** GIVEN DATA **
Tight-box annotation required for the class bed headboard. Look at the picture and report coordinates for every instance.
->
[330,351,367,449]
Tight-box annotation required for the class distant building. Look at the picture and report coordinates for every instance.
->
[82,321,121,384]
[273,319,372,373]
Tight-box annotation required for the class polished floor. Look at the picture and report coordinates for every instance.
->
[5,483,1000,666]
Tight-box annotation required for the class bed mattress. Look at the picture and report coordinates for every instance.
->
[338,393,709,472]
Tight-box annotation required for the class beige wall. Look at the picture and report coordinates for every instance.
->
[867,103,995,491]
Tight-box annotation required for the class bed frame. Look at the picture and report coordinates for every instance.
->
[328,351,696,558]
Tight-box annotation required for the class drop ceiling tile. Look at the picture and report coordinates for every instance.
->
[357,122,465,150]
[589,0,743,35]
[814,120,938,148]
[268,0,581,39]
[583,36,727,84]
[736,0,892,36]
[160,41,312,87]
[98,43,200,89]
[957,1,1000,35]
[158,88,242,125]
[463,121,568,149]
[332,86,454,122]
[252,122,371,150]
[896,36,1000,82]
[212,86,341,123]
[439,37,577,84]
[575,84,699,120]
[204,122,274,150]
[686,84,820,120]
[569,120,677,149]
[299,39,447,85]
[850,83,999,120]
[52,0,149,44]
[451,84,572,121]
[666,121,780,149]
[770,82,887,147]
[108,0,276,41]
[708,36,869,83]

...

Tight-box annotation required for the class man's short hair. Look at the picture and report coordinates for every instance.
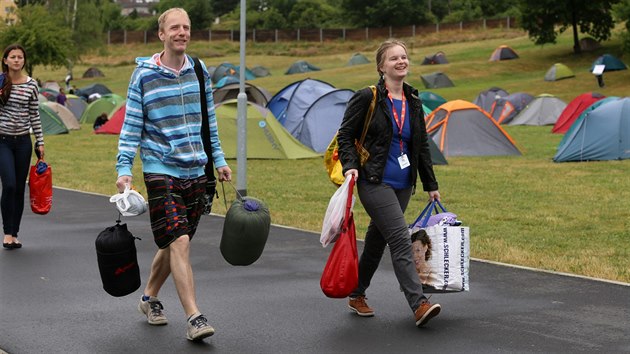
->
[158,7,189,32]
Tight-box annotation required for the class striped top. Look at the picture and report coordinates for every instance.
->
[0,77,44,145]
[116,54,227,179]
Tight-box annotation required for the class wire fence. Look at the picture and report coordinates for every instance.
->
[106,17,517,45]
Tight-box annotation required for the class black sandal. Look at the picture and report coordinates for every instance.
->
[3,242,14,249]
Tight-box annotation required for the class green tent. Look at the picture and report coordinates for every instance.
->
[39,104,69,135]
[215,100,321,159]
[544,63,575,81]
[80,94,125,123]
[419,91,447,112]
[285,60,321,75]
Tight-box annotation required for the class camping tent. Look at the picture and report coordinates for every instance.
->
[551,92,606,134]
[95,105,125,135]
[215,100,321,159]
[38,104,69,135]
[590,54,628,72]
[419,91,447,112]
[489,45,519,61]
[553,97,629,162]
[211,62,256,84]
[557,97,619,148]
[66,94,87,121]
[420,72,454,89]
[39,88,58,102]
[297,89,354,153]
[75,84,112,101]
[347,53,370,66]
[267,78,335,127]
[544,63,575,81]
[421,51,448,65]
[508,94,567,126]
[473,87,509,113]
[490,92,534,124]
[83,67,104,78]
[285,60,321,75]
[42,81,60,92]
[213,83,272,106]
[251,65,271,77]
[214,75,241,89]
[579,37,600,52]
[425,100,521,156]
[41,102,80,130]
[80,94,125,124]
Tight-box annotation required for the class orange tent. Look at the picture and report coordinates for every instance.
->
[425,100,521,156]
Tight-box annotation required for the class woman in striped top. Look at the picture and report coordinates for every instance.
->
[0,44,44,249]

** WORK TASK **
From the material above, gather all lines that include the string "striped" and copy them.

** OUTPUT FOR THIS EXERCISE **
Tight-box annotation required for the class striped top. Look at the picture and report coordinates for every instance.
Tight-box annotation required for the class woman in striped top. Look at the picture and report coordinates for every instance.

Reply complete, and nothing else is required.